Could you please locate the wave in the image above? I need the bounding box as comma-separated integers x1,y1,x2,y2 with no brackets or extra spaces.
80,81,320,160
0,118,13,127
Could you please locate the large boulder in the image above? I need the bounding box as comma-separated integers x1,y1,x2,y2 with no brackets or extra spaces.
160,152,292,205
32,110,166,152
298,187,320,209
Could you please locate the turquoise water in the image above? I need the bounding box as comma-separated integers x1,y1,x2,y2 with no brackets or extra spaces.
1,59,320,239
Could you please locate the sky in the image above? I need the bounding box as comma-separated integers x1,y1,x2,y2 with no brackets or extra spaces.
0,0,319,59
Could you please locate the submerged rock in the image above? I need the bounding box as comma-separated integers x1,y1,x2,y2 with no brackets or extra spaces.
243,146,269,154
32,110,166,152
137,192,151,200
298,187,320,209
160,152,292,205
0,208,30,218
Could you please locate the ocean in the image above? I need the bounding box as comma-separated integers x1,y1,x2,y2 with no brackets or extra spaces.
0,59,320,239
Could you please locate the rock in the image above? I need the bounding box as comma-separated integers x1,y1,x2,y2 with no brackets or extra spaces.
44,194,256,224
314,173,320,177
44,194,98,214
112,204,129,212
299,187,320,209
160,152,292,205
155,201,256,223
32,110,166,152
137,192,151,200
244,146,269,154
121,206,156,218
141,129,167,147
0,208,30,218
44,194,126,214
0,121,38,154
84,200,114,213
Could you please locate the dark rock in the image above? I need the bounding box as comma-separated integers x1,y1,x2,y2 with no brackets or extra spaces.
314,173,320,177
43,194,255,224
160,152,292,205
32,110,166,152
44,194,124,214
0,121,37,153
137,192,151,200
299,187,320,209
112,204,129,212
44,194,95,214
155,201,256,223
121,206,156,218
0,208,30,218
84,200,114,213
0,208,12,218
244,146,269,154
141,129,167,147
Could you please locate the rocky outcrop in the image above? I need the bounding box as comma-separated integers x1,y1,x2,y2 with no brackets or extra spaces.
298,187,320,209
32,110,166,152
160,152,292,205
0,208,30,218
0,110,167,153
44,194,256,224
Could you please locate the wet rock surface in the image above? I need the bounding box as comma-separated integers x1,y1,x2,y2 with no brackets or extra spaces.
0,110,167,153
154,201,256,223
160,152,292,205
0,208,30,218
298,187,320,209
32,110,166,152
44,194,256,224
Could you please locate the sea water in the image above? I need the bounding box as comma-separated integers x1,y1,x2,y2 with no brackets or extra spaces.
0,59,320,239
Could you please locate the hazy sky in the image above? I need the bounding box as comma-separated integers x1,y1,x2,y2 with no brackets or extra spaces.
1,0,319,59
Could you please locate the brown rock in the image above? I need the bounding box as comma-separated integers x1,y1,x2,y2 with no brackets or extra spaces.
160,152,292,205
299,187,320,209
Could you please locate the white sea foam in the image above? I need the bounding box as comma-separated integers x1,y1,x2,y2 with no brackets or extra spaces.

+===+

### TASK
Take the line that holds "Could you please locate the hazy" as the first and the last line of the material as the final one. Print that span exactly, both ends included.

### OUTPUT
Could you please locate the hazy sky in the image above? I need the bounding box as comma-separated integers x1,y1,x2,y2 with no brackets or extra spaces.
1,0,319,59
Could you please locate the brown rock in the image above? I need the bounding box as comma-separated integers x1,y1,x2,y2 with no brackets or extra spaces.
160,152,292,205
299,187,320,209
Could you please locate the white sea foam in the image above? I need the bounding box as comma-separated integers x1,y1,x2,y2 with no brackets or extra spaces.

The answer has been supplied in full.